Object outline annotations:
══════════════════════════════

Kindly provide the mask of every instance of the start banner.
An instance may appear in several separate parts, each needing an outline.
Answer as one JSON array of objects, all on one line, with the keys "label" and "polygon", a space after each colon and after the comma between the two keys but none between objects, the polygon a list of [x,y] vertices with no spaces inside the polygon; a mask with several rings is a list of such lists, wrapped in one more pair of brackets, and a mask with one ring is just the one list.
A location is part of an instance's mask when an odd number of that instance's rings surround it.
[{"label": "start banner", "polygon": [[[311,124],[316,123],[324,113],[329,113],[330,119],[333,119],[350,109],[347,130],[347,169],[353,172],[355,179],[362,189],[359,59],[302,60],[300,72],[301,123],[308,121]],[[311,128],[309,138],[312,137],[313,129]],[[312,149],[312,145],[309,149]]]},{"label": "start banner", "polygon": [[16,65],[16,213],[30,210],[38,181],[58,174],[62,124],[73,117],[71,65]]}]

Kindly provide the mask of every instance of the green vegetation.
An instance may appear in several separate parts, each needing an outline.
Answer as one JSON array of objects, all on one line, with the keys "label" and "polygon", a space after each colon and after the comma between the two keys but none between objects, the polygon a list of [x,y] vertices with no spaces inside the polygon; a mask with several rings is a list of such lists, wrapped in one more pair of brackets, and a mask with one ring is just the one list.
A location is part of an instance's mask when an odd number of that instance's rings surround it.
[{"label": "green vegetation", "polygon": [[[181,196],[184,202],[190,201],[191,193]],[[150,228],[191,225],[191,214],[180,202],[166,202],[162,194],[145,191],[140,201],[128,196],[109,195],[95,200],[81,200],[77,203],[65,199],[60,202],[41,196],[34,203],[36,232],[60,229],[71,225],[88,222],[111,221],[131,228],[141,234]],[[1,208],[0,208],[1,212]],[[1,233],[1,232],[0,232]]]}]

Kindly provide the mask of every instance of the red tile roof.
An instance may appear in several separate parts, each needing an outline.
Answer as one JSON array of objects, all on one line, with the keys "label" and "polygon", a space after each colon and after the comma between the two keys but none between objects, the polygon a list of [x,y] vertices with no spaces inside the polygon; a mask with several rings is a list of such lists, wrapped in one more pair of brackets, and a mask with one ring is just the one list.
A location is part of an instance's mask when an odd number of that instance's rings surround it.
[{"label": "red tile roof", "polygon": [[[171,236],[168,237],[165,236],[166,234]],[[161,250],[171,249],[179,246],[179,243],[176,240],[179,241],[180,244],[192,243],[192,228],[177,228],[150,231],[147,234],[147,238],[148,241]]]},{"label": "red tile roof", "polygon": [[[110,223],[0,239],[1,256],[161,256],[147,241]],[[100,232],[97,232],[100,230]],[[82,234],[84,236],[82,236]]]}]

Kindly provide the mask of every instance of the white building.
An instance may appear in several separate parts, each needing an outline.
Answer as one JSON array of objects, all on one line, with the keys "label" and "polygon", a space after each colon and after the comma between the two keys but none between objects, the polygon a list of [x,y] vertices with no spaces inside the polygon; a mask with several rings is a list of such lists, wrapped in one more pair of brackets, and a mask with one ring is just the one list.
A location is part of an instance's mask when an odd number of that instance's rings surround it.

══════════════════════════════

**Short task:** Repeat the records above exactly, leaving none out.

**Written response:**
Kindly provide the mask of every instance of the start banner.
An instance may appear in several separate parts, each needing an outline.
Answer as one JSON array of objects, all on one line, with the keys "label" and "polygon", a space after each colon and after the comma between the two keys but none between objects, the polygon a list of [x,y] vertices with no spaces inside the polygon; a mask with several rings is a list of such lists, wrapped in one more pair of brackets, and a mask with one ring is just the one list.
A location is part of an instance's mask when an odd number of that instance's rings surround it.
[{"label": "start banner", "polygon": [[[311,124],[316,123],[324,113],[329,113],[330,119],[333,119],[350,109],[347,130],[347,169],[353,172],[355,179],[362,189],[359,59],[302,60],[300,72],[301,123],[308,121]],[[311,128],[309,138],[312,137],[313,129]],[[312,149],[312,145],[309,149]]]},{"label": "start banner", "polygon": [[16,65],[16,213],[30,210],[38,181],[58,174],[62,124],[73,117],[71,65]]}]

Kindly provide the mask of every instance of the green vegetation.
An instance may appear in several separate parts, each needing an outline.
Answer as one JSON array of objects, all on one line, with the keys "label" and "polygon", a space after each colon and after the comma between the two keys but none between objects, the polygon a list of [x,y] vertices with no spaces inside the polygon; a mask with several rings is a list of such lists, wrapped in one more pair of brackets, and a mask with one ring is just the one list.
A location is part of an instance's mask when an odd number of that instance's rings surround it.
[{"label": "green vegetation", "polygon": [[[181,196],[184,202],[190,201],[191,193]],[[150,228],[191,225],[191,214],[180,202],[166,202],[162,194],[145,191],[140,201],[128,196],[109,195],[95,200],[81,200],[77,203],[65,199],[60,202],[41,196],[34,203],[36,232],[60,229],[71,225],[88,222],[111,221],[131,228],[141,234]],[[1,208],[0,208],[1,212]],[[1,233],[1,232],[0,232]]]}]

Kindly provide the mask of every instance of the red tile roof.
An instance may appear in several separate parts, each needing an outline.
Answer as one JSON array of objects, all on one line, with the keys "label" and "polygon", a space after each colon and after the comma between the two keys but none between objects, the polygon a list of [x,y] vertices with no spaces inside the polygon; a mask with several rings is a list of such lists, wrapped in one more pair of brackets, and a mask with one ring is just the one list.
A location is part of an instance's mask when an odd number of that instance's rings surround it.
[{"label": "red tile roof", "polygon": [[[171,236],[168,237],[165,236],[166,234]],[[161,250],[171,249],[179,246],[179,243],[176,240],[179,241],[180,244],[192,243],[192,228],[177,228],[150,231],[147,234],[147,238],[148,241]]]},{"label": "red tile roof", "polygon": [[[110,223],[0,239],[1,256],[161,256],[147,241]],[[100,232],[97,232],[100,230]],[[82,234],[84,236],[82,236]]]}]

Kindly provide the mask of every instance of the white building.
An instance may appear in several separate parts, each needing an outline.
Answer as one JSON array of objects, all on one line, with the keys "label" and "polygon", a space after each colon and after the comma between the two keys but none between objects, the polygon a list of [x,y] vertices with no spaces inside the polygon; a mask with several rings is a list of such lists, wrapped in one more pair of brackets, and a mask with one ring is just the one list.
A location is part of an instance's mask when an odd number of that instance's rings surround it.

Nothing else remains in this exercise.